Text section |
###

Intermission
Well, 2022 is hurtling down the tracks at a brisk enough pace. The second quarter is now behind us, and that means it's C&J number-crunching time. Every few months we post the results of some recent C&J polls to give you a snapshot of what Kossacks think about this ‘n that. For example...
» When the Census Bureau announced in April it was doing a massive data dump from the 1950s, 26 percent of you said you would access it to look for info about your family history.
» When we asked about Jen Psaki’s job performance in her final days as White House Press Secretary, 96 percent rated her “excellent."
» Apparently outgoing Rep. Madison Cawthorn (The Cult-NC) wasn’t joking. One-in-four of you say you’ve had to call the cops to complain about the noise from a late-night Republican cocaine orgy in your neighborhood.
Continued...
» When asked "How would you grade your public school education," 45 percent gave theirs an A, 34 percent a B, and 8 percent a C. 10 percent didn’t attend public schools.
» Ukraine coverage and analysis: a whopping 93 percent of you prefer the reports from Daily Kos stalwarts Markos, Mark Sumner, and Hunter versus the traditional media’s.
» In terms of marijuana consumption, 16 percent use wacky tobaccy frequently, 15 percent occasionally.
» Lukewarm response to president Biden’s proposed gas tax holiday. 42 percent support, while 40 percent don’t.

###

Data |
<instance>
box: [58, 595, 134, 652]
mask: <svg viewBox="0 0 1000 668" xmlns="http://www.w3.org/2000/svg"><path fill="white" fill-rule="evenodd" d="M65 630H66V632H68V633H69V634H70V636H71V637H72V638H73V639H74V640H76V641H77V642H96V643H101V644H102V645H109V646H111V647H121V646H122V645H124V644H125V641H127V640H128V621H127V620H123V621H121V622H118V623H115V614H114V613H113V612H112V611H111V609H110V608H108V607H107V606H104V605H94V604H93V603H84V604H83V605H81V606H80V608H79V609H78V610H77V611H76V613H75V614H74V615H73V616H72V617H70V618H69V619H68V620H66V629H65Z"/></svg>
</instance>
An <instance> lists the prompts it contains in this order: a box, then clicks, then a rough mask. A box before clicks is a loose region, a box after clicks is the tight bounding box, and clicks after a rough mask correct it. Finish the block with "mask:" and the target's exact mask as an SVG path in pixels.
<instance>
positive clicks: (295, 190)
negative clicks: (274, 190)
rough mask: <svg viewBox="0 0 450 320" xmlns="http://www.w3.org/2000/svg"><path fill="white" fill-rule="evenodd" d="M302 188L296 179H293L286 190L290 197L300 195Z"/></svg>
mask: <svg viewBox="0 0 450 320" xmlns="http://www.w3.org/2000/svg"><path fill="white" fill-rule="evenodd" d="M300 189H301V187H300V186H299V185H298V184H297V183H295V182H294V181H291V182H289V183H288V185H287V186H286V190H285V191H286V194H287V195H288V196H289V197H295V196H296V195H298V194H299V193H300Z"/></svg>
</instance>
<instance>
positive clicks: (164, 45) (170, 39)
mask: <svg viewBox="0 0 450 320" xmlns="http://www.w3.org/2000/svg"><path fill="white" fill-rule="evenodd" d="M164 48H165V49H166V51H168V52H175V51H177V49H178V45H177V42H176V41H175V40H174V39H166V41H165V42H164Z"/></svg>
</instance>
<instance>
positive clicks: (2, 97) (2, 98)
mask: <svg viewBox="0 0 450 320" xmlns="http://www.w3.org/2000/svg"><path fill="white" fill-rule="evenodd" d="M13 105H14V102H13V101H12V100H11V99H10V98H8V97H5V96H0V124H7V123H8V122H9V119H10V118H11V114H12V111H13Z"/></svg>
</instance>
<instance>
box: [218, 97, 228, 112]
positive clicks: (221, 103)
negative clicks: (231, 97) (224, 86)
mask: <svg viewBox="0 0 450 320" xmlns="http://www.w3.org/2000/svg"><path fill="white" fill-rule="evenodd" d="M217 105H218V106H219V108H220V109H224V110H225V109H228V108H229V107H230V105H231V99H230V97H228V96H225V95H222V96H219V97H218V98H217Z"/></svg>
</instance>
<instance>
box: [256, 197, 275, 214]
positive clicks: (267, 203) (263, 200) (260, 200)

###

Required actions |
(a) In the poll summary, what percentage of respondents rated Jen Psaki's job performance "excellent"?
(b) Pull out each line of the rows that contains the string "negative", matching case exactly.
The text and the rows have no connection to each other.

List of solutions |
(a) 96 percent.

(b)
negative clicks: (274, 190)
negative clicks: (231, 97) (224, 86)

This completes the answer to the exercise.